**** TEXT PROVIDED ****
Learn about current thinking among protein researcher regarding the best timing for feeding your muscles efficiently

 4. Surprise ... Learn about a  new study funded by the National Institutes of Complementary medicine finding an ancient beverage and ancient practice increases bone and muscle...

See more specifics of my own personal regimen...

Katherine Tallmadge walking in the 'hood (Photo by: Zachary Lipson) Katherine Tallmadge walking in the 'hood

Click here to share your thoughts.

Back to School: Fighting the Freshman Fifteen

September 5, 2013

Any time you experience major life change, like leaving home for college, getting married, a new job, even experiencing a serious illness, you're at risk for gaining unwanted pounds. Change in your life - even when it's a positive change - means change in your daily routin. Being aware of how your new life affects your eating and exercise habits is critical for maintaining your health and ideal weight.

Melissa is 19 years old and spent her first year at college gaining about 15 pounds. She was pretty miserable when I first met her in June. But, thankfully, we spent the summer working together to lose the weight and she's exactly where she wants to be before returning. At 5 foot 1, she now weighs in at a very reasonable 115 pounds. Melissa is thrilled with her new body. She feels more confident, more energetic, and happier than she did before—and she can finally wear skinny jeans!

But Melissa's weight gain is not unusual. A 2003 Cornell University study found that college freshmen gain an average of 4 pounds in just the first 12 weeks. Some contributing factors include: all-you-can-eat buffets for breakfast, lunch, and dinner; late-night study sessions, which beget late-night snack fests; alcohol—and lots of it; a heavy course load that leaves little time for physical activity; and on and on. 

Some factors adding to this weight gain are…

  • Being faced with all-you-can-eat buffets at breakfast, lunch and dinner,
  • Late-night studying – and the snacking and eating late which inevitably goes along with it… fattening take-out dinners of pizza or Chinese food,
  • Alcohol- and lots of it,
  • Pressure to take too many classes so precluding physical activity in the regular routine,
  • Skipping breakfast or lunch time, then overeating between meals and later in the day and into the night.
**** SOURCE MATERIAL ****
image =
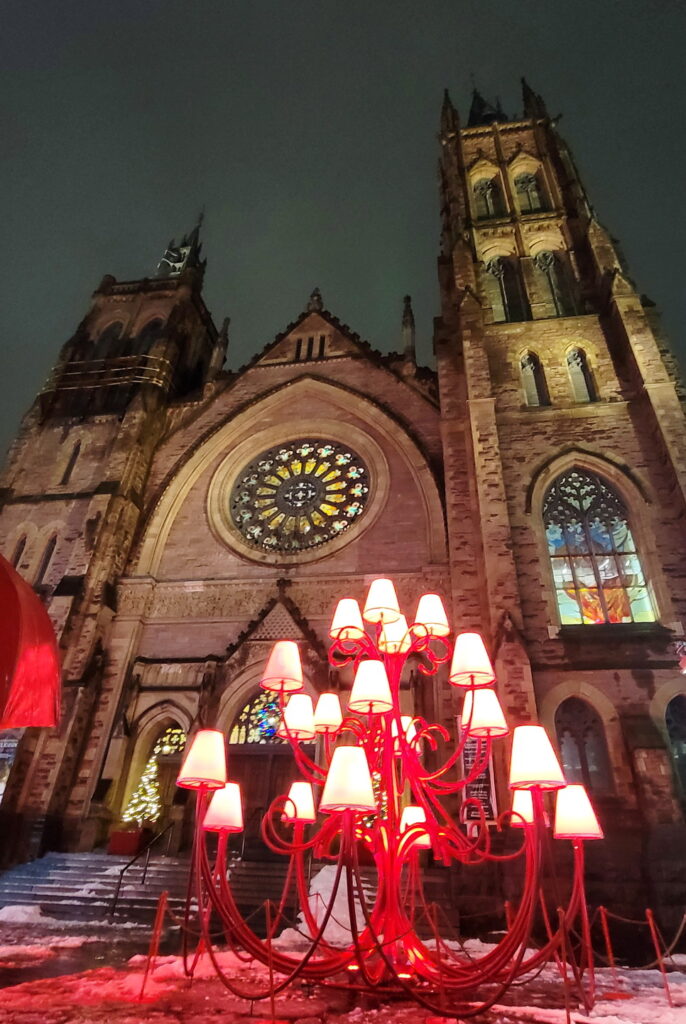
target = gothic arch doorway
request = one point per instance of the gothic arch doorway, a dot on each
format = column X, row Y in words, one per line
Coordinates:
column 261, row 763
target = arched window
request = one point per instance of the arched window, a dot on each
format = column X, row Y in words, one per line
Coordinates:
column 583, row 747
column 505, row 291
column 596, row 567
column 487, row 199
column 18, row 551
column 258, row 721
column 554, row 273
column 528, row 193
column 533, row 380
column 146, row 800
column 108, row 344
column 580, row 375
column 148, row 336
column 44, row 563
column 69, row 468
column 675, row 718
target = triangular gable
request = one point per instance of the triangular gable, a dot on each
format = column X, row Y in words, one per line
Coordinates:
column 280, row 619
column 316, row 334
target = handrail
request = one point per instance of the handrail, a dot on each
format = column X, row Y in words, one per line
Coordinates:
column 145, row 850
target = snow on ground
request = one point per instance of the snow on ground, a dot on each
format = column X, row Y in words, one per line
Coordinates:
column 110, row 995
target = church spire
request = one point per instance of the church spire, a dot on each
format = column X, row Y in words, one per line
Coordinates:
column 533, row 104
column 482, row 112
column 449, row 121
column 408, row 330
column 185, row 255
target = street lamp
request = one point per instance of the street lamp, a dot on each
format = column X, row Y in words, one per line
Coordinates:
column 383, row 800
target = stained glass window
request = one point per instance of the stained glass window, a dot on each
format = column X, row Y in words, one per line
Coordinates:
column 596, row 567
column 583, row 748
column 258, row 721
column 299, row 496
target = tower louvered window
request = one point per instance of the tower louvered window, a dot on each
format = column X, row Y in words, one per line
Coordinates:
column 583, row 747
column 580, row 376
column 505, row 291
column 533, row 381
column 596, row 566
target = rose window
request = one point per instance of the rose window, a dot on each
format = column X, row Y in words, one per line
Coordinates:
column 299, row 496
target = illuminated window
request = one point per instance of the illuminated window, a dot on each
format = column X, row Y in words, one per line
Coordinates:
column 596, row 567
column 145, row 802
column 299, row 496
column 583, row 748
column 533, row 381
column 258, row 721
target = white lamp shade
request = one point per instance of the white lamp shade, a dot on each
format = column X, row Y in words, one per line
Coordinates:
column 522, row 806
column 381, row 604
column 371, row 690
column 413, row 815
column 574, row 817
column 224, row 812
column 394, row 638
column 533, row 762
column 471, row 665
column 328, row 714
column 300, row 804
column 347, row 622
column 284, row 672
column 205, row 763
column 348, row 782
column 482, row 715
column 431, row 614
column 299, row 717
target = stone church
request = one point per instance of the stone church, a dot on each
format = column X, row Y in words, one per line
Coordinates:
column 177, row 517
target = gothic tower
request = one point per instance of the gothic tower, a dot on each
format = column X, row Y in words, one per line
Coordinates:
column 564, row 439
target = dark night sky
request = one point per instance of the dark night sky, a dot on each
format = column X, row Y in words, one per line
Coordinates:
column 308, row 132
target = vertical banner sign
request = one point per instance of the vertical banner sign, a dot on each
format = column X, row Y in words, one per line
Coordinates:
column 481, row 787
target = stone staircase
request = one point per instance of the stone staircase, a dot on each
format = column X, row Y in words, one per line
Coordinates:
column 81, row 887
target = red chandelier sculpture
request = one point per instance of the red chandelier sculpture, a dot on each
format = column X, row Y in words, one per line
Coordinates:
column 380, row 802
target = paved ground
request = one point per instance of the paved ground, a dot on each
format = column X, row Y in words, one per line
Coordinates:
column 111, row 994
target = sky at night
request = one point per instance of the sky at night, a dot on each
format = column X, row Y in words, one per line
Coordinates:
column 307, row 131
****
**WHAT TO DO:**
**1.** From the text on fighting the freshman fifteen, extract the part that opens with the words containing "Learn about current" and closes with "share your thoughts.".
**2.** In the text on fighting the freshman fifteen, how much weight did the 2003 Cornell University study find college freshmen gain on average in their first 12 weeks?
**3.** Write a continuation of the text on fighting the freshman fifteen, beginning after its final line.

**RESPONSES BY TASK:**
**1.**
Learn about current thinking among protein researcher regarding the best timing for feeding your muscles efficiently

 4. Surprise ... Learn about a  new study funded by the National Institutes of Complementary medicine finding an ancient beverage and ancient practice increases bone and muscle...

See more specifics of my own personal regimen...

Katherine Tallmadge walking in the 'hood (Photo by: Zachary Lipson) Katherine Tallmadge walking in the 'hood

Click here to share your thoughts.

**2.** An average of 4 pounds.

**3.**
I understand the struggle: I've been there. My weight gain occurred during my sophomore year—my first year away from home. I ate all my favorite foods any time I wanted (ice cream, pastrami sandwiches, chocolate chip bars, chips). And I went from being very physically active in high school—cheerleading, dancing, and more—to doing virtually nothing in college. I was getting flabby—and fast. I distinctly remember complaining to my grandmother how tired I felt. Her unsympathetic admonition,"You're too young to feel this tired!" shocked me into action and I immediately started changing my ways.

For Melissa and other students going back to school this fall, the temptation to return to unhealthy habits will arise. You're up to the challenge. Try these tips:

• Figure out when to fit in a healthy breakfast, lunch, and dinner. Skipping meals can promote overeating.

• Determine when you can be physically active. For instance, will you be able to get your physical activity by walking to and from classes on certain days? Will you need to hit the gym on others?

• Wear a pedometer to ensure you're getting at least the daily 10,000 steps it takes to maintain your weight—and more if you want to lose weight.

• Sign up for an exercise class for credit. During my later college years, I took scuba diving, rescue diving, deep diving, tennis, fencing—basically, anything that allowed me to get credit for staying active and learning a new and interesting sport. This is also a way to meet other people with similar interests.

• Schedule your routine so that you are not hungry at night. If you must study late into the night, drink diet sodas or green tea (my favorite is Jasmine scented), and munch on fruits and veggies.

• Dump friends (subtly, of course) who push you to overindulge.

• Cultivate friendships with healthier folks who share your commitment to staying in shape.

You don't have to undo your hard-earned summer results.
College weight gain is not inevitable!